■ Referring expression pointing data:
▬▬▬▬▬▬▬▬▬▬

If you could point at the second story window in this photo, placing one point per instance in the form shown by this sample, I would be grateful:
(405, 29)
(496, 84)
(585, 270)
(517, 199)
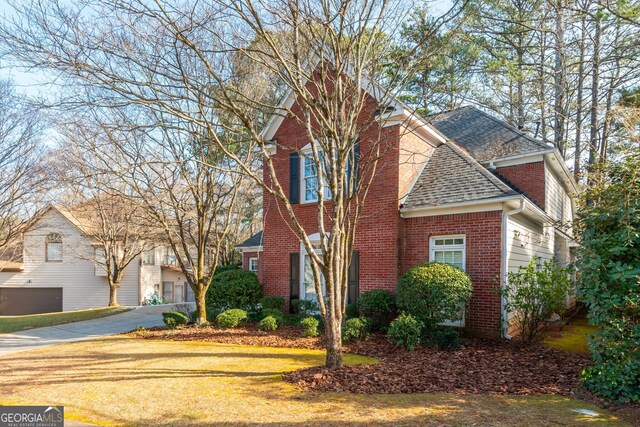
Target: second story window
(53, 247)
(310, 180)
(253, 264)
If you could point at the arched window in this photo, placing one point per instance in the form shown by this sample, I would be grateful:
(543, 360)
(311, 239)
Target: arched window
(53, 244)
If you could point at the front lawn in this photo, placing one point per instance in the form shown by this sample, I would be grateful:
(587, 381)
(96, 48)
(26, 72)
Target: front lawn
(10, 324)
(129, 381)
(572, 337)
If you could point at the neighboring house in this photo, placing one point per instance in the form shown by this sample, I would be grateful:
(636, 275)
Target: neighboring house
(58, 271)
(460, 187)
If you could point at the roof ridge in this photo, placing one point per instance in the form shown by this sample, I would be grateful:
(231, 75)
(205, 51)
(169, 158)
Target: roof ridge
(450, 111)
(478, 166)
(512, 128)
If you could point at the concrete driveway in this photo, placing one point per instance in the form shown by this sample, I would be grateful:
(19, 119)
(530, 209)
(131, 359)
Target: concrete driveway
(87, 329)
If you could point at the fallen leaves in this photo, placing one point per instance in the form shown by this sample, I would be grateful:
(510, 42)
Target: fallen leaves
(480, 367)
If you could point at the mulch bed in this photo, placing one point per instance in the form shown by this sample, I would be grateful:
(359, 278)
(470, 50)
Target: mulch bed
(481, 366)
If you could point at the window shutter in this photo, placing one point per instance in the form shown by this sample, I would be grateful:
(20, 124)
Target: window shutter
(294, 278)
(352, 280)
(294, 178)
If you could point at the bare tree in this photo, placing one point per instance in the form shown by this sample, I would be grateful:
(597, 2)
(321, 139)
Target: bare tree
(102, 205)
(22, 176)
(194, 118)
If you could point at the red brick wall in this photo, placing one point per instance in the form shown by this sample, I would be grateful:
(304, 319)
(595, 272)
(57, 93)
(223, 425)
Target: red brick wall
(482, 231)
(528, 178)
(377, 237)
(245, 263)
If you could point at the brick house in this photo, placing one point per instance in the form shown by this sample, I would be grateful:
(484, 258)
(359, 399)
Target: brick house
(460, 187)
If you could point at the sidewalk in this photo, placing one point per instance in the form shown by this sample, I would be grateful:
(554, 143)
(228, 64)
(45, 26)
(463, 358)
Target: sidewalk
(119, 323)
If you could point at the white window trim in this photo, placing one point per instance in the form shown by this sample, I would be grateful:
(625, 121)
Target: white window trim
(432, 249)
(303, 254)
(304, 154)
(253, 258)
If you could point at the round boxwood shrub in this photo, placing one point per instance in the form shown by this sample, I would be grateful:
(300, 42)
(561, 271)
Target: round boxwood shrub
(310, 327)
(174, 318)
(231, 318)
(379, 306)
(269, 323)
(272, 312)
(355, 329)
(234, 289)
(433, 293)
(405, 332)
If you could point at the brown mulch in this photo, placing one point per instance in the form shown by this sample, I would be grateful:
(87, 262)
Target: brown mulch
(481, 366)
(287, 336)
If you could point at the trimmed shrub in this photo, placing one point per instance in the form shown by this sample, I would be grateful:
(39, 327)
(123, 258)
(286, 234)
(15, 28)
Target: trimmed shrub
(356, 329)
(433, 293)
(212, 313)
(379, 306)
(269, 323)
(310, 327)
(533, 295)
(174, 318)
(231, 318)
(276, 303)
(304, 307)
(446, 337)
(405, 332)
(272, 312)
(234, 289)
(154, 299)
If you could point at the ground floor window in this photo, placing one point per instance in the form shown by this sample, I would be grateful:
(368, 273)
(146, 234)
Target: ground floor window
(174, 292)
(450, 250)
(253, 264)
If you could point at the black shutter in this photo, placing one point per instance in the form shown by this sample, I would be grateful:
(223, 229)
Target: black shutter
(294, 178)
(352, 280)
(294, 278)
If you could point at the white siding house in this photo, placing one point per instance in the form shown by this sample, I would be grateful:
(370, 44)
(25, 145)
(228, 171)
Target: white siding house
(57, 254)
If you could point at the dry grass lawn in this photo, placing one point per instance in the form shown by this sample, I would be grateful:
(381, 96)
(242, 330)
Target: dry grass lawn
(128, 381)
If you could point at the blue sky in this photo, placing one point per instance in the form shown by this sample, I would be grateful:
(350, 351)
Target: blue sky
(33, 83)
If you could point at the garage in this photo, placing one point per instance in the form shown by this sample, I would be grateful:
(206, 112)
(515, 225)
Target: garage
(19, 301)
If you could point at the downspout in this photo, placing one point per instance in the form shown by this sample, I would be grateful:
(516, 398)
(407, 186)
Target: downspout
(504, 265)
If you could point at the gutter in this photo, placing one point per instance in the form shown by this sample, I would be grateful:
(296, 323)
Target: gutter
(420, 210)
(503, 273)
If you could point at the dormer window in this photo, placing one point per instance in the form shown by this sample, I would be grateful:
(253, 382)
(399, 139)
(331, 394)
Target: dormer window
(53, 244)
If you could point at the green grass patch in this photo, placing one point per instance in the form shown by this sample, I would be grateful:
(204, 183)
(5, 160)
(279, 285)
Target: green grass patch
(572, 337)
(10, 324)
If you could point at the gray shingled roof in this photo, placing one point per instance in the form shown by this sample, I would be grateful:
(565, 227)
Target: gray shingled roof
(453, 176)
(484, 136)
(255, 240)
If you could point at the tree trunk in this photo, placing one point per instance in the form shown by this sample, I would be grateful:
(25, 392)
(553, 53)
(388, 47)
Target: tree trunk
(113, 295)
(595, 89)
(201, 305)
(333, 330)
(578, 143)
(559, 80)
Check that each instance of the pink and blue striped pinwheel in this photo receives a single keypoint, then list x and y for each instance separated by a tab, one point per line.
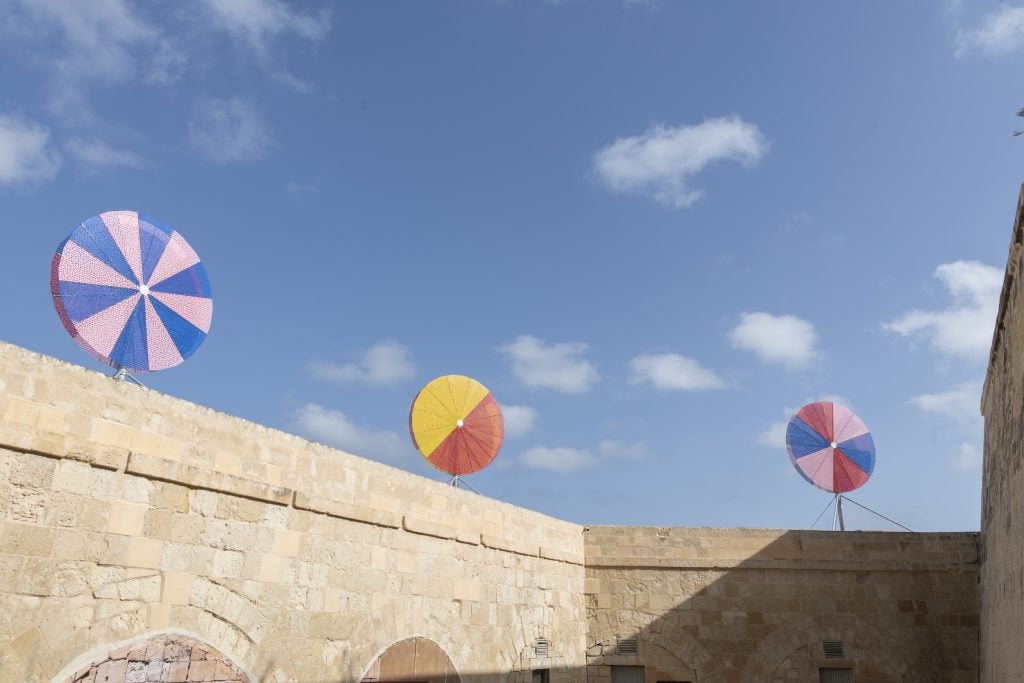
131	292
830	446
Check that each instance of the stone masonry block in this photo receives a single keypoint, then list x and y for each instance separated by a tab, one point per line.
126	518
169	470
176	589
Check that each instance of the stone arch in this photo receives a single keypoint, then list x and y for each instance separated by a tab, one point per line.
169	656
217	617
866	642
673	639
416	658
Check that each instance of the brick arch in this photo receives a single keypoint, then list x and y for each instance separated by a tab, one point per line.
884	654
158	657
414	658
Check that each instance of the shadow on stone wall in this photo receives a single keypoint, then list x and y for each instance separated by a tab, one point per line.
886	606
690	605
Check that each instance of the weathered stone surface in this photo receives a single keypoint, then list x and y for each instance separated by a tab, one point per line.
293	562
1001	610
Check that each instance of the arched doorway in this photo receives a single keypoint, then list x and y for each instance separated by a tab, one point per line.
412	660
162	658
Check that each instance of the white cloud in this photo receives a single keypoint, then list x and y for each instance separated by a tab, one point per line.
968	457
25	153
998	33
558	367
105	42
617	450
557	460
662	162
673	372
385	363
519	420
965	329
227	130
95	155
773	435
260	26
961	402
785	340
336	429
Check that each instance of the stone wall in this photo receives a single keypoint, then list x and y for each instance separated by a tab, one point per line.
124	513
1003	488
707	604
128	516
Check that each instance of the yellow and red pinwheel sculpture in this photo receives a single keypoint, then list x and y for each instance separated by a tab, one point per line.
457	424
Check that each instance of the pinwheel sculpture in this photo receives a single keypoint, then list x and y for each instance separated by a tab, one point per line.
131	292
457	425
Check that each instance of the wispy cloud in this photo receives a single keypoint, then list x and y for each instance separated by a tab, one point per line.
228	130
965	329
958	406
26	156
101	42
960	402
784	340
674	373
336	429
560	460
999	32
558	367
967	458
386	363
260	26
94	155
519	420
612	450
662	162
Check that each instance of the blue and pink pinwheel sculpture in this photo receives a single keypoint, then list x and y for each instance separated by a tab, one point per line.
830	446
131	292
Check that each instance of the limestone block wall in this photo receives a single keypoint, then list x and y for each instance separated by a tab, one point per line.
1003	491
126	513
738	605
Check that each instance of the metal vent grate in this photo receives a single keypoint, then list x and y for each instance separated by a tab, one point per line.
833	649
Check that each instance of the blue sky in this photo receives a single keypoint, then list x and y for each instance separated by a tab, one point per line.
652	229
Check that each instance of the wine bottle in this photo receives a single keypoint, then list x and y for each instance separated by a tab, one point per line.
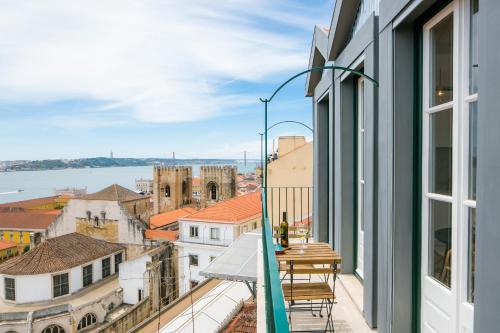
284	231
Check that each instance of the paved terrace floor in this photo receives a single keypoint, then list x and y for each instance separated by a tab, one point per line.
87	295
347	315
178	307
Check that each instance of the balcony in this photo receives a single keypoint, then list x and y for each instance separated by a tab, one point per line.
276	313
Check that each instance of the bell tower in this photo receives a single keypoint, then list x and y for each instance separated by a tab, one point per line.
217	183
172	187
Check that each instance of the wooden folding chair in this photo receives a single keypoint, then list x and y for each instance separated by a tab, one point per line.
317	294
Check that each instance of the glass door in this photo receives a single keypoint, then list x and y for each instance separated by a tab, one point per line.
360	225
439	172
449	168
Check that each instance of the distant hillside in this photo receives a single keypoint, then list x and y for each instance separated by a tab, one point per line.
102	162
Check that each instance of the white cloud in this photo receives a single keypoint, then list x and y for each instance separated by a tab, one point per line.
231	150
158	61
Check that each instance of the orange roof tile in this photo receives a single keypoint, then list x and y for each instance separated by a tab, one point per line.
196	181
233	211
162	234
26	220
167	218
31	202
6	244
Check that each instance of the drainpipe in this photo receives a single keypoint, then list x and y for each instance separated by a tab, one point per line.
29	322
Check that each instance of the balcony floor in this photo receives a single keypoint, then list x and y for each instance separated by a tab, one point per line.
347	315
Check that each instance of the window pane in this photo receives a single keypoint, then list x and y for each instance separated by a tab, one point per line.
440	241
87	275
106	267
472	254
118	261
473	61
441	152
10	289
361	210
472	149
441	62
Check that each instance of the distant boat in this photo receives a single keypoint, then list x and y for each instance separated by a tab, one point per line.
11	192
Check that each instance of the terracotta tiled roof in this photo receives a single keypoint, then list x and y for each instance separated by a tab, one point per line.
114	192
58	254
161	220
30	203
236	210
245	321
27	220
196	181
6	244
162	234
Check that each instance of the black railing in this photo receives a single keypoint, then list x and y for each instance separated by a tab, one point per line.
295	201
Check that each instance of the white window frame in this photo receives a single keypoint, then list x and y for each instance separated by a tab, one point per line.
217	233
52	284
194	231
5	289
197	260
459	199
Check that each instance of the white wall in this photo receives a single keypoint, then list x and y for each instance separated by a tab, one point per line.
226	233
128	233
203	252
132	278
38	288
33	288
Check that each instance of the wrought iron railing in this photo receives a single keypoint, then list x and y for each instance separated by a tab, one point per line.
276	320
296	202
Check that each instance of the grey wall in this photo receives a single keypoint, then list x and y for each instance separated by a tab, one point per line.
487	294
397	182
320	170
384	174
344	173
404	144
364	43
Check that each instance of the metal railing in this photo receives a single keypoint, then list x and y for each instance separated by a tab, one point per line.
276	320
296	202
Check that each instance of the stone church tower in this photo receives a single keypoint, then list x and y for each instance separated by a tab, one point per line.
217	183
172	187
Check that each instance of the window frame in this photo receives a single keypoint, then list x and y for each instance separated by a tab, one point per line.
53	277
107	259
192	258
217	233
86	276
194	228
13	289
117	265
93	321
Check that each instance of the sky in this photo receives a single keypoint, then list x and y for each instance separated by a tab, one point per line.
151	77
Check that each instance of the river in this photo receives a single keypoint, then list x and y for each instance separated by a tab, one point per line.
35	184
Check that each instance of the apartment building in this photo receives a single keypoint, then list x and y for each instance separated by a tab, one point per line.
207	233
405	185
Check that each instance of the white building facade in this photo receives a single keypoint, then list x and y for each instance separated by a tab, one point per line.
206	234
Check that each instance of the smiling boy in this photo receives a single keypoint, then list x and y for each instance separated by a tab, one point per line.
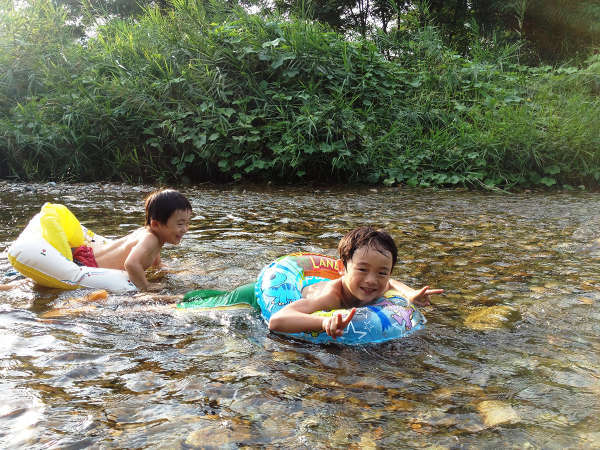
368	257
168	215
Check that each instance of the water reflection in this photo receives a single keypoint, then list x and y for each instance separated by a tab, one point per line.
509	357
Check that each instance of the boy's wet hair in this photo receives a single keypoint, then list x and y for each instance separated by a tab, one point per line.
369	237
161	204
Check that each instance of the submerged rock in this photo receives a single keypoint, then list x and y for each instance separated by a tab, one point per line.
496	412
491	317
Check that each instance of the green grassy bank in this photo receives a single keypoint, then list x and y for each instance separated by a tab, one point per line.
200	94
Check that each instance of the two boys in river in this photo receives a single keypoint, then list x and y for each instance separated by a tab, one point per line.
367	258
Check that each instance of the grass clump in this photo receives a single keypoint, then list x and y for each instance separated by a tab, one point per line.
208	93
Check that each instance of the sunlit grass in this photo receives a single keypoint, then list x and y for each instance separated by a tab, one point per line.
205	92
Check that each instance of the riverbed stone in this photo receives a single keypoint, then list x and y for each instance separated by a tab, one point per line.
496	412
490	318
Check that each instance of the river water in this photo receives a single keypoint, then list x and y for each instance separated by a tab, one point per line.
509	357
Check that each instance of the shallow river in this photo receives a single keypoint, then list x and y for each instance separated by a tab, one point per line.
510	356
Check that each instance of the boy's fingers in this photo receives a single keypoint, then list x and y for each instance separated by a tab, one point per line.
349	316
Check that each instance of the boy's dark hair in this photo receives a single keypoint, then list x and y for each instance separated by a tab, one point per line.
164	202
366	236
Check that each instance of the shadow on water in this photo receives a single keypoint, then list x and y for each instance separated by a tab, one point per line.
509	357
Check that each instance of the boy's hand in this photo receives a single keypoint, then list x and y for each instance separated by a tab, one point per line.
422	297
334	325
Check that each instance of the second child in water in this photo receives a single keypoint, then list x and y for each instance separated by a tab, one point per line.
168	215
368	257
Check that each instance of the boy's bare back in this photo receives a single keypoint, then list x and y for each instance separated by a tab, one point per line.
115	254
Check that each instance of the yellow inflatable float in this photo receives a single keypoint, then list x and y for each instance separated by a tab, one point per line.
43	252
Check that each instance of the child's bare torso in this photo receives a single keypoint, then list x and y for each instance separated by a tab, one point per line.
332	289
114	254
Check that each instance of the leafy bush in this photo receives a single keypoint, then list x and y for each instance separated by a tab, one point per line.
207	93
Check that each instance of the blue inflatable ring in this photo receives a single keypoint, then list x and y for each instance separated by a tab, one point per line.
281	283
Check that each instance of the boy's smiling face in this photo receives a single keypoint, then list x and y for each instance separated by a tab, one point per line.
366	275
177	225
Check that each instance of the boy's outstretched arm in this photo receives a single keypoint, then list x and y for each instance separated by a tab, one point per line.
139	259
421	297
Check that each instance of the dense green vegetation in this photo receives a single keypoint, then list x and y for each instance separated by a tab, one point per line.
202	93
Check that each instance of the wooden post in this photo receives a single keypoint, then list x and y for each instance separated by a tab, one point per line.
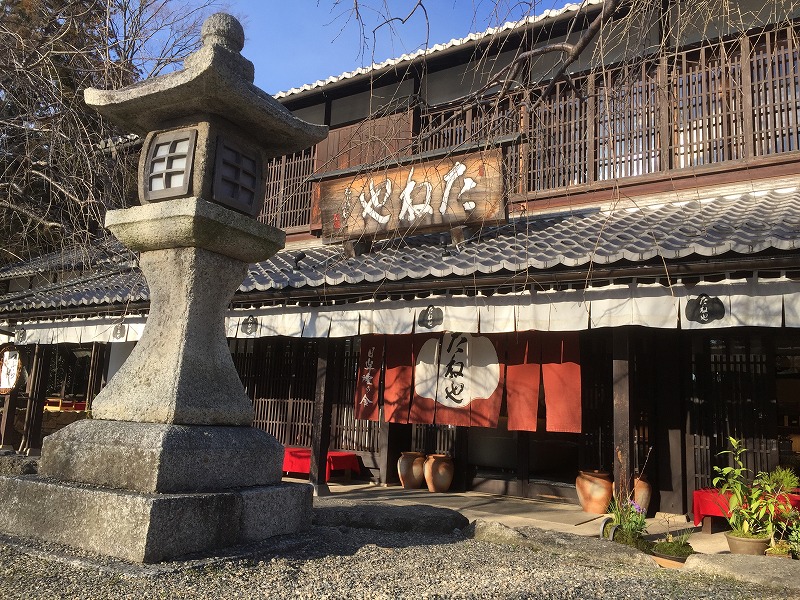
9	437
393	438
321	422
32	436
622	403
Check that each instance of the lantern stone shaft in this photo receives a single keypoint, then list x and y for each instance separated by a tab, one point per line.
170	465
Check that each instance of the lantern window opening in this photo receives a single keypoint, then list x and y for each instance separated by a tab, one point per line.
169	165
237	178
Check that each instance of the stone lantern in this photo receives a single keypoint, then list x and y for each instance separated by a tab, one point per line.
170	463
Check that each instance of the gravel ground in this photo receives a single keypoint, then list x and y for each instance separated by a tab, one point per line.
346	562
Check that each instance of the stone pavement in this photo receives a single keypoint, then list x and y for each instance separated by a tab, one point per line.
523	512
714	559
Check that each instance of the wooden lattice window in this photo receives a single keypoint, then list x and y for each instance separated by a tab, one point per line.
775	76
288	204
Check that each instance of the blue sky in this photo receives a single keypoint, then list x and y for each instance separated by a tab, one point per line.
294	42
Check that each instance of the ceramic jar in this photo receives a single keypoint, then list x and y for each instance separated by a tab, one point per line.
410	468
594	491
439	472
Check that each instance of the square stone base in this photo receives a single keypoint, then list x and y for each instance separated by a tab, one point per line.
149	527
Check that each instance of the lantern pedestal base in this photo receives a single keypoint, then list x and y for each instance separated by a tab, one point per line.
149	527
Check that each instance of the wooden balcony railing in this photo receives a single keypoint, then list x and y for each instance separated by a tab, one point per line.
718	102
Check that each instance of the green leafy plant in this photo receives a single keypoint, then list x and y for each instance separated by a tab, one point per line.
779	548
793	538
784	478
756	509
675	545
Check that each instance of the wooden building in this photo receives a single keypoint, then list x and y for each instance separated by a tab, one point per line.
535	274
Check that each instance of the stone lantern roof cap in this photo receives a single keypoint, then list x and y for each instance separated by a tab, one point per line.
215	80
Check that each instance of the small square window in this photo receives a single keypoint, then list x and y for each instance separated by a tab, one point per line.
169	164
237	178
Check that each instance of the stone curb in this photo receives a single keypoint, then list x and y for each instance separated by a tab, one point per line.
387	517
763	570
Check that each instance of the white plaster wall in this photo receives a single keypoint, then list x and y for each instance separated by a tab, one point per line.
448	84
311	114
119	353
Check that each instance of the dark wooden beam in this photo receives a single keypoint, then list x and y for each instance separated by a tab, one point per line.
321	421
621	371
32	436
9	437
393	438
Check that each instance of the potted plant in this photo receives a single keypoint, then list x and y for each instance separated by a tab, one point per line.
671	551
779	549
754	509
793	539
628	524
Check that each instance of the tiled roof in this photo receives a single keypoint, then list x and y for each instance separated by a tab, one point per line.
103	251
549	14
741	224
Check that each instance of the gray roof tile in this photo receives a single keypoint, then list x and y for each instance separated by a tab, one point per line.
743	225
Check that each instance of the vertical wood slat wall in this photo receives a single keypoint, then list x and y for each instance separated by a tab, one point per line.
277	376
722	101
288	191
731	398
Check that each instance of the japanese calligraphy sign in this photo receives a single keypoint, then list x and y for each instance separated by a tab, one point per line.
459	370
369	376
10	368
442	192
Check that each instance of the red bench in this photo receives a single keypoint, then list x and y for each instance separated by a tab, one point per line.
298	460
707	503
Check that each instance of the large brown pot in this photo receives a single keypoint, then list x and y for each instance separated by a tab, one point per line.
439	472
594	491
642	492
410	468
752	546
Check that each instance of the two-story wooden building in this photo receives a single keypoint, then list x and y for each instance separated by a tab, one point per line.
534	271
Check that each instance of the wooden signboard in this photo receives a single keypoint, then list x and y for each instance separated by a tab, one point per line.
440	193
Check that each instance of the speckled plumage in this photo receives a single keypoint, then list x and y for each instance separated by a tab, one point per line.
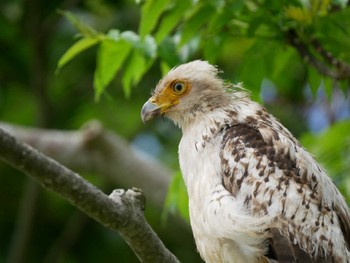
255	194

▬▬▬▬▬▬▬▬▬▬

Pictures do not belong in your copy; restate word for word the lines from the one containing "Check that each instance of the red" through the last line of the records above.

■ RESPONSE TO THE EXERCISE:
Check that each instance of the red bench in this photo receives a single keypoint, then list x and y for each instance separated by a tab, one point per line.
298	460
707	503
Check that each instance of the large brown pot in this photo receives a single keypoint, then list x and y for each instance separated by a tab, one point per line.
439	472
594	491
642	492
410	468
752	546
Check that each instance of the two-story wooden building in this photo receives a single keypoint, then list x and y for each instance separated by a tab, one point per line.
534	271
Check that each instance of the wooden signboard in this photo receives a single keypoint, then list x and y for each instance separated by a tab, one point per line.
440	193
Check that each instance of the speckled plumage in this photo receives a single keypoint, then list x and y for each instance separated by a tab, one point per line.
255	194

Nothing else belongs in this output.